*What you have to do*: Would you retype every line below without changing anything?
Data section section start
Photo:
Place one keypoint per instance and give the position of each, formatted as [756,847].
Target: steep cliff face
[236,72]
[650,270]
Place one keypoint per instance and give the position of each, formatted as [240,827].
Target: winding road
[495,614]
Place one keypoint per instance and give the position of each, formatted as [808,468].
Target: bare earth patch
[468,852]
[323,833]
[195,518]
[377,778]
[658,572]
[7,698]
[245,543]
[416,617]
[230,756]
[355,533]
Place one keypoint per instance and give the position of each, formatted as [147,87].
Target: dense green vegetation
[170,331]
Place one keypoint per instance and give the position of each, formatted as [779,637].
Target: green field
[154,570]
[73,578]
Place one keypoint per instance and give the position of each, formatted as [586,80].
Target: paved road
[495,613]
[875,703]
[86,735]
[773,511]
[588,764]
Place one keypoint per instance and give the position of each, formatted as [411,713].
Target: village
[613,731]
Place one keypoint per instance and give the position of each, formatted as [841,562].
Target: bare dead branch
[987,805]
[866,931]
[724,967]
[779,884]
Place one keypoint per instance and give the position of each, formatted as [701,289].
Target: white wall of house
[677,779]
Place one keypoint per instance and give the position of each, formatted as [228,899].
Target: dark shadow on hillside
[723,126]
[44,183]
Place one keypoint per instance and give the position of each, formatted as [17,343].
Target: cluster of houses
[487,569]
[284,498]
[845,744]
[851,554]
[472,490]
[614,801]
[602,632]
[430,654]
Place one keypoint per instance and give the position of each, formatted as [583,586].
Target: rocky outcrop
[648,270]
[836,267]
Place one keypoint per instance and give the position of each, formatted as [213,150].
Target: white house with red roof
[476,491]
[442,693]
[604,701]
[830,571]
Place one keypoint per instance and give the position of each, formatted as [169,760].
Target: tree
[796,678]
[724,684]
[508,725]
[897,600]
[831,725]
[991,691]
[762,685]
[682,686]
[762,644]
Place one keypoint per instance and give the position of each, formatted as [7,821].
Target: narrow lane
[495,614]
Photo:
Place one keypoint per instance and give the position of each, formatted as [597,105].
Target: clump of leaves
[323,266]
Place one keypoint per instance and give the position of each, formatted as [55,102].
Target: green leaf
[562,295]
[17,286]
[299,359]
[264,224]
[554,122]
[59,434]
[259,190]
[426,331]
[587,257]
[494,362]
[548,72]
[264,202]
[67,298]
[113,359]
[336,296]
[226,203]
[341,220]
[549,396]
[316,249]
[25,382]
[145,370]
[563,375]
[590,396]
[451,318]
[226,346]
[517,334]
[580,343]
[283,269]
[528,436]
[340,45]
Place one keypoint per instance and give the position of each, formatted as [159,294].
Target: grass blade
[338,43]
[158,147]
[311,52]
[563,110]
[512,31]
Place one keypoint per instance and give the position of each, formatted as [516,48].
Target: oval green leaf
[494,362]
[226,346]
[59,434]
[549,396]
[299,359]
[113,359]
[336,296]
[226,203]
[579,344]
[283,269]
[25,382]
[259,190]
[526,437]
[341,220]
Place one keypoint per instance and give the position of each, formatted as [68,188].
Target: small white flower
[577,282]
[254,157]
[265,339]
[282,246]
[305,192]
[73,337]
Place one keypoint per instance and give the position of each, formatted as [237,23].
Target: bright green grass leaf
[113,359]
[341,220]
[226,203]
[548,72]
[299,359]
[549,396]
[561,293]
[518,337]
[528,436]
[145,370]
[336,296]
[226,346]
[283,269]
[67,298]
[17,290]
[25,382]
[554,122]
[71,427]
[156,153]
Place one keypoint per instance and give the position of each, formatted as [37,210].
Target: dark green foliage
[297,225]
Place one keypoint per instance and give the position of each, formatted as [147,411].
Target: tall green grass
Data section section end
*Solved problem*:
Photo:
Place one keypoint per instance and give the position of each, formatted as [756,847].
Target: steep cliff face
[236,72]
[650,270]
Place one keypoint per instance and give the position of each, formatted as [240,827].
Target: winding road
[495,614]
Place one keypoint per instance and give the position of each, formatted as [808,468].
Target: bare earth patch
[468,852]
[323,833]
[195,518]
[377,778]
[658,572]
[7,698]
[245,543]
[416,617]
[230,756]
[355,533]
Place one keypoint per instance and give the position of each, formatted as [147,87].
Target: dense green vegetation
[170,331]
Place one keypoint per instance and give the position of each, formatted as [779,637].
Target: green field
[154,570]
[73,578]
Place one keypoint per instance and give the position of each, formatted as [586,80].
Target: paved road
[495,613]
[875,703]
[86,735]
[773,511]
[588,764]
Place one keypoint per instance and give the position of each, formatted as [411,713].
Target: village
[613,731]
Place one keypoint per instance and give the position of each, formatted as [841,562].
Target: bare dead branch
[987,805]
[866,931]
[724,967]
[779,884]
Place one keypoint per instance and give the position of each, formatted as [701,289].
Target: white wall of house
[677,779]
Place one keypoint per instance and give the position of each, formatted as [228,899].
Target: dark shadow on hillside
[723,126]
[44,183]
Place one keypoint per instance and give the position of each, formatted as [17,343].
Target: cluster of houses
[487,569]
[284,498]
[845,744]
[851,554]
[472,490]
[614,801]
[602,632]
[430,654]
Place one keypoint per instance and give the position of each, formatted as [583,586].
Target: rocky outcrop
[648,270]
[836,267]
Place one keypoint per instance and give the position of each, formatted as [213,150].
Target: white house with red roof
[476,491]
[442,693]
[604,701]
[830,571]
Place one keypoint per instance and give the position of each, formatted as [169,760].
Target: tree
[796,678]
[724,684]
[508,725]
[897,600]
[831,725]
[991,691]
[762,685]
[682,686]
[762,644]
Place one keypoint per instance and give the position of each, formatted as [7,821].
Target: narrow lane
[495,614]
Photo:
Place one keypoint per instance and give the position of each, formatted as [597,105].
Target: clump of leaves
[323,266]
Place one keypoint per instance and give the position of each, formatted as [55,102].
Target: green leaf
[562,295]
[17,286]
[299,359]
[264,224]
[554,122]
[59,434]
[259,190]
[426,331]
[587,257]
[494,362]
[548,72]
[264,202]
[67,298]
[113,359]
[336,296]
[226,203]
[341,220]
[549,396]
[316,249]
[25,382]
[145,370]
[563,375]
[590,396]
[451,318]
[226,346]
[517,334]
[580,343]
[283,269]
[528,436]
[340,45]
Place one keypoint per instance and give the position of each, formatted as [159,294].
Target: grass blade
[338,43]
[158,147]
[311,52]
[563,110]
[512,31]
Place one keypoint per instance and give the position of each, formatted as [516,48].
Target: oval green leaf
[494,362]
[226,346]
[59,434]
[549,396]
[299,359]
[113,359]
[336,296]
[226,203]
[579,344]
[283,269]
[25,382]
[259,190]
[526,437]
[341,220]
Place one keypoint per instance and give the position of each, formatted as [68,188].
Target: small white flower
[577,282]
[254,157]
[265,339]
[282,246]
[305,192]
[73,337]
Place one keypoint per instance and give the position of each, formatted as [237,23].
Target: bright green grass leaf
[113,359]
[341,220]
[226,203]
[548,72]
[299,359]
[549,396]
[561,293]
[518,337]
[528,436]
[145,370]
[336,296]
[226,346]
[283,269]
[67,298]
[17,290]
[25,382]
[554,122]
[71,427]
[156,153]
Place one keypoint per instance and give the position of each, formatted as [37,210].
Target: dark green foliage
[297,225]
Place one keypoint per instance and give the position of each, formatted as [147,411].
Target: tall green grass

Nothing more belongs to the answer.